Find the lines in the records below that contain "fabric", and report each of them.
++++++++++++++++++++
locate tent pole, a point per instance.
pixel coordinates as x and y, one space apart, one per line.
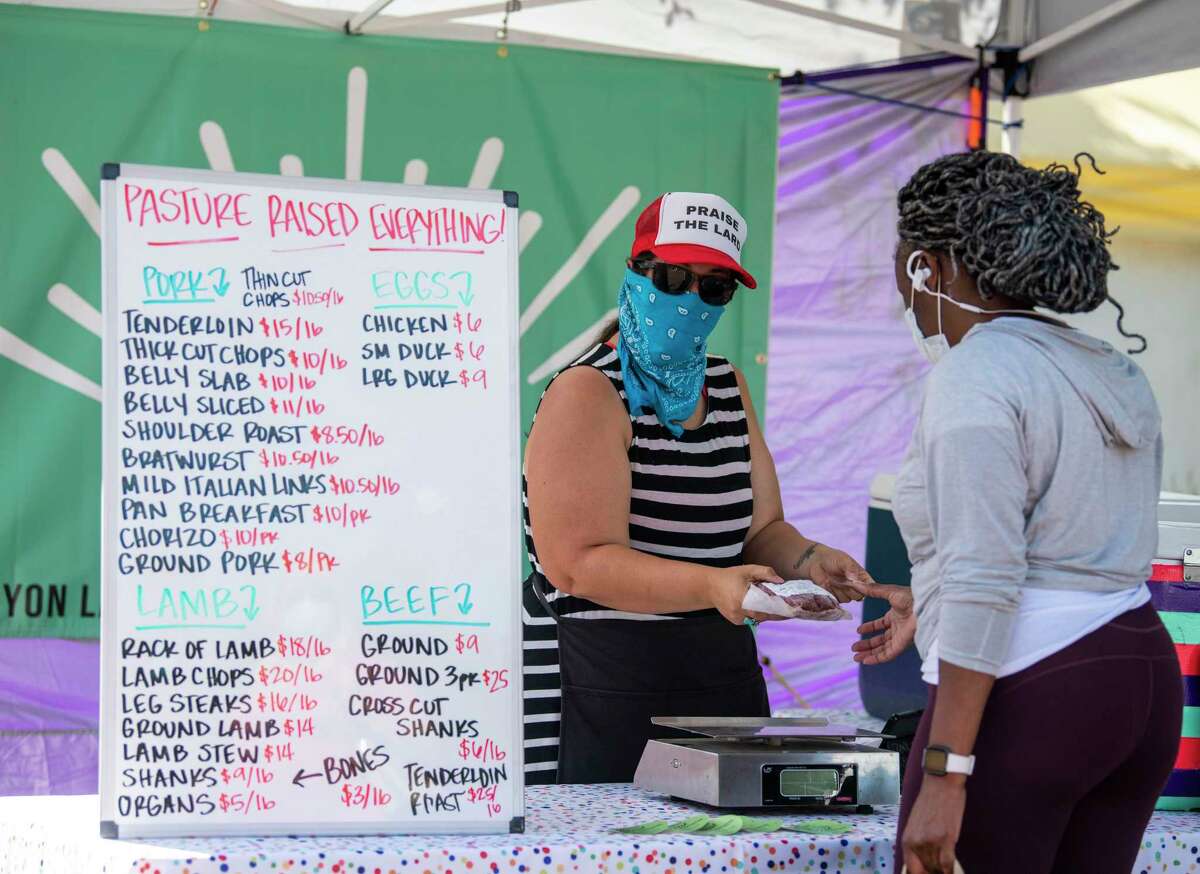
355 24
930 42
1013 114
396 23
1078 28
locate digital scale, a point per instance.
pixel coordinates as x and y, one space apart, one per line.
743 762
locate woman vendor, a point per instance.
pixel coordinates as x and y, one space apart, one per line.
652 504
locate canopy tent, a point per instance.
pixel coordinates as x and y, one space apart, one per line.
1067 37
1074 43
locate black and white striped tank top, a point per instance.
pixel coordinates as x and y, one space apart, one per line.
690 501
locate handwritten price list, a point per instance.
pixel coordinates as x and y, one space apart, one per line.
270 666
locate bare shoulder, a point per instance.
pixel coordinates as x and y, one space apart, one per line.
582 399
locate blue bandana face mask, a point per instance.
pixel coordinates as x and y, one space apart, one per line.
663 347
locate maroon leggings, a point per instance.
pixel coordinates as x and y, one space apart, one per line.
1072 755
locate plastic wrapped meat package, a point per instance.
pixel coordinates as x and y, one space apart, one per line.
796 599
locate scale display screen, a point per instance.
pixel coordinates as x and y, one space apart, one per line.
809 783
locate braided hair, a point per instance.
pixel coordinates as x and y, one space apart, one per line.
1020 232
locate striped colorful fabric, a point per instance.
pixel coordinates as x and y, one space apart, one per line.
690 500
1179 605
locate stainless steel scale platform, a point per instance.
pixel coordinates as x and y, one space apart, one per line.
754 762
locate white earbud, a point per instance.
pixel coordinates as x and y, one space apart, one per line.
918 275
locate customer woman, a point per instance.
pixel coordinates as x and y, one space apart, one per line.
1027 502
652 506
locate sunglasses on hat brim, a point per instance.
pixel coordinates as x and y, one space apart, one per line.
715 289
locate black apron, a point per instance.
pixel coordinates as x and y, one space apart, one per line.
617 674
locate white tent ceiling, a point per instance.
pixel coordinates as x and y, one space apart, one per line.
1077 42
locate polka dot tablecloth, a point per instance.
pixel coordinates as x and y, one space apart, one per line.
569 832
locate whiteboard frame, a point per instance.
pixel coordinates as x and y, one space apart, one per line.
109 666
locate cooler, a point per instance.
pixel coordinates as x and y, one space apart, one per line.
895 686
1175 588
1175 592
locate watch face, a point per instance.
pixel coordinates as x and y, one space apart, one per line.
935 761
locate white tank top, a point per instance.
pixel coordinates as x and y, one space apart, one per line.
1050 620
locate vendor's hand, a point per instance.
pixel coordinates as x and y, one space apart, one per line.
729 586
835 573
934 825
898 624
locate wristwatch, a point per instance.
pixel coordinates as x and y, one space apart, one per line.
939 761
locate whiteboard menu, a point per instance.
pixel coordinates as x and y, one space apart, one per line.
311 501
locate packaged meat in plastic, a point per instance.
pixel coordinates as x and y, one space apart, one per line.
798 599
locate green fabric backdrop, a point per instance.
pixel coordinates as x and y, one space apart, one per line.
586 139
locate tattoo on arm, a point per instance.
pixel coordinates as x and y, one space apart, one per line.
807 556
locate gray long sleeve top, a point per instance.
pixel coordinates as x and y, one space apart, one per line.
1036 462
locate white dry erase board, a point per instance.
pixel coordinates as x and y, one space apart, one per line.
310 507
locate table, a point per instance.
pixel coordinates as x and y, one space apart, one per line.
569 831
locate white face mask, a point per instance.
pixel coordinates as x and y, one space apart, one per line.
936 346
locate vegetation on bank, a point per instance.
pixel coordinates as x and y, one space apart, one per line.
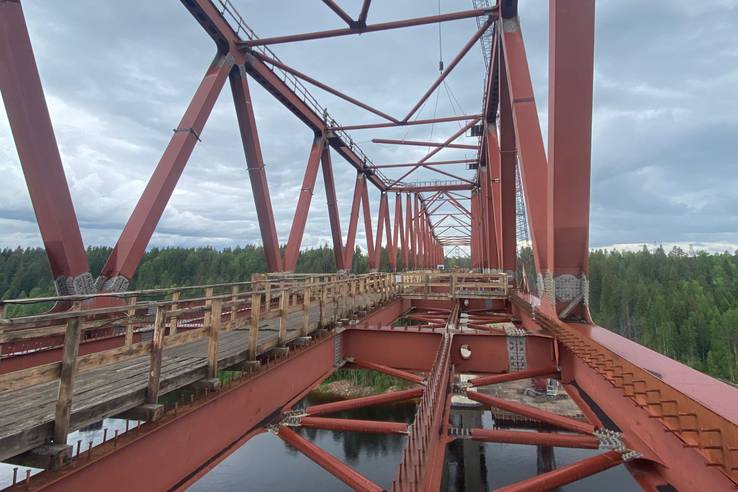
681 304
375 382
++++++++++++++++++++
**Solved problem:**
locate striped colorful fabric, a point per instance.
locate green fabric backdrop, a point per instance.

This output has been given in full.